WHAT THIS TASK INVOLVES
Exactly and only the lines from the one containing "the spider-man face" through the close of the entries below are to be set down.
[BEGIN DATA ENTRIES]
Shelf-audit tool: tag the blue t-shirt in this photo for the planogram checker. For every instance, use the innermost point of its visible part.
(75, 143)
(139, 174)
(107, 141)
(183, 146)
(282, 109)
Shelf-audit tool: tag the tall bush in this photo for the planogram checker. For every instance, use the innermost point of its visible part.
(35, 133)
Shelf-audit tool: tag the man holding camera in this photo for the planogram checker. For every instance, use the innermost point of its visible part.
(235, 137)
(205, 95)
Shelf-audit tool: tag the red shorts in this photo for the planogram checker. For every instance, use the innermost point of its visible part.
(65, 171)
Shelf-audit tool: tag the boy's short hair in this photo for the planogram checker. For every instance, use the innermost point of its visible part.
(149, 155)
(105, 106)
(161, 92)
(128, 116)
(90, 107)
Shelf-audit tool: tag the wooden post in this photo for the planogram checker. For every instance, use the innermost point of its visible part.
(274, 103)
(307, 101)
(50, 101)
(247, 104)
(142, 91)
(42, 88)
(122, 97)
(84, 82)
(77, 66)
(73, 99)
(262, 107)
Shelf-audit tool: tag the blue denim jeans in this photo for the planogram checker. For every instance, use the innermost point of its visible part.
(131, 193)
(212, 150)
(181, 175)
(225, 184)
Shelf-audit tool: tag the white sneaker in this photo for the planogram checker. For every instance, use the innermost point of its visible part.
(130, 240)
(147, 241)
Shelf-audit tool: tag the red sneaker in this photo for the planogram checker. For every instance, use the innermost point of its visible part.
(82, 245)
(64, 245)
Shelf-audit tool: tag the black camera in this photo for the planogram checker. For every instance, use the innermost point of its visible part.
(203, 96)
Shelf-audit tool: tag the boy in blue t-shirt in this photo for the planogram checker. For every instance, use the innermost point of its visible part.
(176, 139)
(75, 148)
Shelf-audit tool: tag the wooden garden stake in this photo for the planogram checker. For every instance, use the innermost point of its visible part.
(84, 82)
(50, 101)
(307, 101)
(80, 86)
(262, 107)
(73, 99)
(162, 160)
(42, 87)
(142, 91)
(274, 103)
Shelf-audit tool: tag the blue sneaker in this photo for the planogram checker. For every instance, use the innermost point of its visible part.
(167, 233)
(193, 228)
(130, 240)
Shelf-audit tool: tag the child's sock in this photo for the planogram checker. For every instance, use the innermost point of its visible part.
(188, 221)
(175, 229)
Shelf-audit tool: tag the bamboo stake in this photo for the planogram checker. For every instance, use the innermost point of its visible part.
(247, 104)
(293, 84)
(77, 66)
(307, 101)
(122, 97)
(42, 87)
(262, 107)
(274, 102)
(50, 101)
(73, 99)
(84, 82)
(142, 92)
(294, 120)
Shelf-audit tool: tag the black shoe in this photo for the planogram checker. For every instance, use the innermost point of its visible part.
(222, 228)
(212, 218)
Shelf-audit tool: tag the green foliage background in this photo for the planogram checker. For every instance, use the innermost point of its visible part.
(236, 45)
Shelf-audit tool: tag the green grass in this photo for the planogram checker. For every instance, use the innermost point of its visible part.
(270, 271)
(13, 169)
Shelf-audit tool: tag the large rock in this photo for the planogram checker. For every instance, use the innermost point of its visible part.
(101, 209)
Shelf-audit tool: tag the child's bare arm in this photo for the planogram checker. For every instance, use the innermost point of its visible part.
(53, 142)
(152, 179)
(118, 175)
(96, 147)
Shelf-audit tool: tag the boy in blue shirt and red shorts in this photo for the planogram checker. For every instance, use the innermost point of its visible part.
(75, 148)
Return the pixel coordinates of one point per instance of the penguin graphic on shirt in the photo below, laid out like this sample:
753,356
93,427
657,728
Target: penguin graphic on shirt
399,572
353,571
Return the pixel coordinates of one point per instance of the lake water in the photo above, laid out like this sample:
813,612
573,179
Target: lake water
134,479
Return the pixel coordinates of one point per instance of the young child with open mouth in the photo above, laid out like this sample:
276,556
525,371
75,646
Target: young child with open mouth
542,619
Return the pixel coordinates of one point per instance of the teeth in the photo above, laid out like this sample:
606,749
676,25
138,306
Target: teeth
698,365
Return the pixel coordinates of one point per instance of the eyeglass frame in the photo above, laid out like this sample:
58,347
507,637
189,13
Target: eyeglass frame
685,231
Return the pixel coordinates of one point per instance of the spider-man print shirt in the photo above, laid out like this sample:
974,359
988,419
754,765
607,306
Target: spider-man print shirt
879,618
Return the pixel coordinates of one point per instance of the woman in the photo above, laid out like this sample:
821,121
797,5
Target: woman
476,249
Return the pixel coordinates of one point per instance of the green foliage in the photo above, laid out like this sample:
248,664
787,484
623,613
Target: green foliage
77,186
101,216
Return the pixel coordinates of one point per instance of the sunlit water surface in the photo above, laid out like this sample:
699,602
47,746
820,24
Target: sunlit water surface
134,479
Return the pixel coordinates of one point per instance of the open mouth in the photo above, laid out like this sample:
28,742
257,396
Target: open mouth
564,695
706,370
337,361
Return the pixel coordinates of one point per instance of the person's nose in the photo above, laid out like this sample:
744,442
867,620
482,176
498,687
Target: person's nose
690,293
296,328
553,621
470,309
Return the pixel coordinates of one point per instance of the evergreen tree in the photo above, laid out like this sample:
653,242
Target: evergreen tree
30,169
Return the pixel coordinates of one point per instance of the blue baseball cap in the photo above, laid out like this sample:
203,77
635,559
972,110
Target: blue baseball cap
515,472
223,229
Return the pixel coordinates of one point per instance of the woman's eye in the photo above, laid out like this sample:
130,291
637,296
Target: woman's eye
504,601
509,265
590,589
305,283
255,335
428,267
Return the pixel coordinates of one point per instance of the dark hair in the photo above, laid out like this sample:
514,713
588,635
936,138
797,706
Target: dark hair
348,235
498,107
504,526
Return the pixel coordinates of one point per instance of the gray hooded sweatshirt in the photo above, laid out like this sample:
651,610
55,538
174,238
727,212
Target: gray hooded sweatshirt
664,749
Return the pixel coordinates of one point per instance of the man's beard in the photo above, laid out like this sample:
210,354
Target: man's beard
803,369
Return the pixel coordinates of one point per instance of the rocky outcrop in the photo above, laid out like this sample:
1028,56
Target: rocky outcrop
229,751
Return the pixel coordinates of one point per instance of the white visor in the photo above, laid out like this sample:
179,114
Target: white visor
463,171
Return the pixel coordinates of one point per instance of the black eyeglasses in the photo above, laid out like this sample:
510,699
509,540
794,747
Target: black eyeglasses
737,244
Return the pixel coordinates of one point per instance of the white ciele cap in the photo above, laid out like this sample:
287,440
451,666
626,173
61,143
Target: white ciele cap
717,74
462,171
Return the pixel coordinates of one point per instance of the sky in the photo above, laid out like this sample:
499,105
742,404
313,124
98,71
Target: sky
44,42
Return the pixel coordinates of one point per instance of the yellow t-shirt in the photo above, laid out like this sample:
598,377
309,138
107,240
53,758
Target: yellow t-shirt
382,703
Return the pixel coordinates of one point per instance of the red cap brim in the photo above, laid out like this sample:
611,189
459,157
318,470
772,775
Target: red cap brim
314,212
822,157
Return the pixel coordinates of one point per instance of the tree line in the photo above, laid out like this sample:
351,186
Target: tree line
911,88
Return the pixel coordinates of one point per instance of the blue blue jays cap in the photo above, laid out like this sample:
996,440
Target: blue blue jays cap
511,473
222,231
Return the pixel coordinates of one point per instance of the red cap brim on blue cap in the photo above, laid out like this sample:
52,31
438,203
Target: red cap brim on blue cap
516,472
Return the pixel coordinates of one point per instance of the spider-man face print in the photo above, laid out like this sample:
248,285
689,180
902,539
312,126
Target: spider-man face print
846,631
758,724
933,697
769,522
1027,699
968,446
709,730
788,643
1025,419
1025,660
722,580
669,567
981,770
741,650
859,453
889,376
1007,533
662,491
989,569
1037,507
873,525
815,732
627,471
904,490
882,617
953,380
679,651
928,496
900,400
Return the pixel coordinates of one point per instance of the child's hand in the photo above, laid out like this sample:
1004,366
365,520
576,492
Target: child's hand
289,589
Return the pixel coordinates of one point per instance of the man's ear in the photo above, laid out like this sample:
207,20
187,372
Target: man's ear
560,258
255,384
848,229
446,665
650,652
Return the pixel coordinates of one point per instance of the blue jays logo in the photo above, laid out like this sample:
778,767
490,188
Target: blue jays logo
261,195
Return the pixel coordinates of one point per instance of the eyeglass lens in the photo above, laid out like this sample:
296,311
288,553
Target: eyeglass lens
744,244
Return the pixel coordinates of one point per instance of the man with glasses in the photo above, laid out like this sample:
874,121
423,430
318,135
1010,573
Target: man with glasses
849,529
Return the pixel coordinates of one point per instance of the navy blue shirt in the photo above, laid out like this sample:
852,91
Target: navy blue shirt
[END DATA ENTRIES]
EXERCISE RESULT
Return the pixel coordinates of one point per instance of the spider-man face print in the photo above, laid out like this sample:
248,285
689,180
902,539
312,126
Target: spider-man face print
846,631
758,724
933,697
769,522
1027,699
968,446
709,730
788,643
1025,419
1025,660
722,580
669,567
981,770
741,650
859,453
889,376
1007,533
662,491
989,569
1037,507
873,525
815,732
627,471
904,490
882,617
953,380
679,651
928,496
900,400
Return the pixel coordinates of one point per instance of the child's hand in the photo above, laid out like this sample:
1004,366
365,520
576,492
Target: child's hand
289,589
Return the pixel coordinates of one point per instance of the man's ear in the photo above, laid out like this sample:
207,20
187,372
Target: man's ear
560,258
255,384
848,229
446,665
650,652
Return the pixel coordinates of one point per instance of the blue jays logo in the photo above, laid out like this sample:
778,767
490,188
Target: blue jays logo
261,195
Return the pixel coordinates of one point per instance of the eyeglass lens in the photo above, laid out like this sample:
296,311
288,553
Target: eyeglass lens
744,244
Return the pixel coordinates of one point per instance of the man with glasses in the photo above, laid out like this sample:
874,121
423,430
318,135
1010,573
Target: man with glasses
849,529
Return the pixel coordinates of one point per instance of the navy blue shirt in the photo above, laid out like this sample:
852,91
Target: navy blue shirt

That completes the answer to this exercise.